Given task: Find each line in the listing below that contains the string "green", matching case exactly, and copy those lines.

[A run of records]
────────────────

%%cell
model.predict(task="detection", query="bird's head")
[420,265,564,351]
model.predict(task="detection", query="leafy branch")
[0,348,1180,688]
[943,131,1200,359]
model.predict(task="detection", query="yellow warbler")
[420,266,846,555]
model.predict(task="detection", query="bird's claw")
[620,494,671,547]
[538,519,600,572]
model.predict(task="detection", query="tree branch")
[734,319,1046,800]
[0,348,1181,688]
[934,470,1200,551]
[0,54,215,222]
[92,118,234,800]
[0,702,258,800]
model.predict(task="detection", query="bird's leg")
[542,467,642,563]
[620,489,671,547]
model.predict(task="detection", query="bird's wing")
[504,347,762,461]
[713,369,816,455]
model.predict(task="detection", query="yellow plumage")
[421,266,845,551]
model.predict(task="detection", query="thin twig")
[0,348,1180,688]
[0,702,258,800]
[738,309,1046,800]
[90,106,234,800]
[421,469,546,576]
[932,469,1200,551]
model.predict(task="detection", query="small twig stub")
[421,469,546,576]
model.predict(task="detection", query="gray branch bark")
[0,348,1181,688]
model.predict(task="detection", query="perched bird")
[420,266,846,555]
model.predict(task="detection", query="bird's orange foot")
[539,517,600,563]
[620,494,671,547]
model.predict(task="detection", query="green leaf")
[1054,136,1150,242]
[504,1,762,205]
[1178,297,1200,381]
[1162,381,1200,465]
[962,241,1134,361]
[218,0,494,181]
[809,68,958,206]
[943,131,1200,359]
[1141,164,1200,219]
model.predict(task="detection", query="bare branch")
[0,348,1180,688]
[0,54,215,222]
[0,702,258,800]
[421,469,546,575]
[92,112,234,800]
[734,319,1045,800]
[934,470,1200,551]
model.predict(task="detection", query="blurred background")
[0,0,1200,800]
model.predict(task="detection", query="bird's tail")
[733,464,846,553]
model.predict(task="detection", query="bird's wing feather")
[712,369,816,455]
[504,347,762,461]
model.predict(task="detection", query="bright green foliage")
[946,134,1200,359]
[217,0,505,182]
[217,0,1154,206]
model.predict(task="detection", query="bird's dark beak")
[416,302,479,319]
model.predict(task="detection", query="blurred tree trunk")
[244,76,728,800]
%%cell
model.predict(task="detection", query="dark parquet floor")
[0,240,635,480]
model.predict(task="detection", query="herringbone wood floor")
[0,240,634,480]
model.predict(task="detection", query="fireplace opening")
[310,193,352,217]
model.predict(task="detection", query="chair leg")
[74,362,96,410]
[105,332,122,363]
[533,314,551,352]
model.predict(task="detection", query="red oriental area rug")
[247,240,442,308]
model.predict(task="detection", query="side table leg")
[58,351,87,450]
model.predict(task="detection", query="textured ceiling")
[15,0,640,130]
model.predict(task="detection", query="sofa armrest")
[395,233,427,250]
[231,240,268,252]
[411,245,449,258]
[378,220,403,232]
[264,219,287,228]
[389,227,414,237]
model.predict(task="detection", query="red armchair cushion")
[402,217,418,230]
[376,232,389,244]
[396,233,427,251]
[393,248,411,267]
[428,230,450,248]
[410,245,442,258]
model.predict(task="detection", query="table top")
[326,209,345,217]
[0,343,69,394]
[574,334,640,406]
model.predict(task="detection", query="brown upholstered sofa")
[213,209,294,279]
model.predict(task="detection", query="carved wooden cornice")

────────────────

Reply to the exercise:
model.predict(task="detection", query="green leaf")
model.predict(task="detection", query="bright green foliage")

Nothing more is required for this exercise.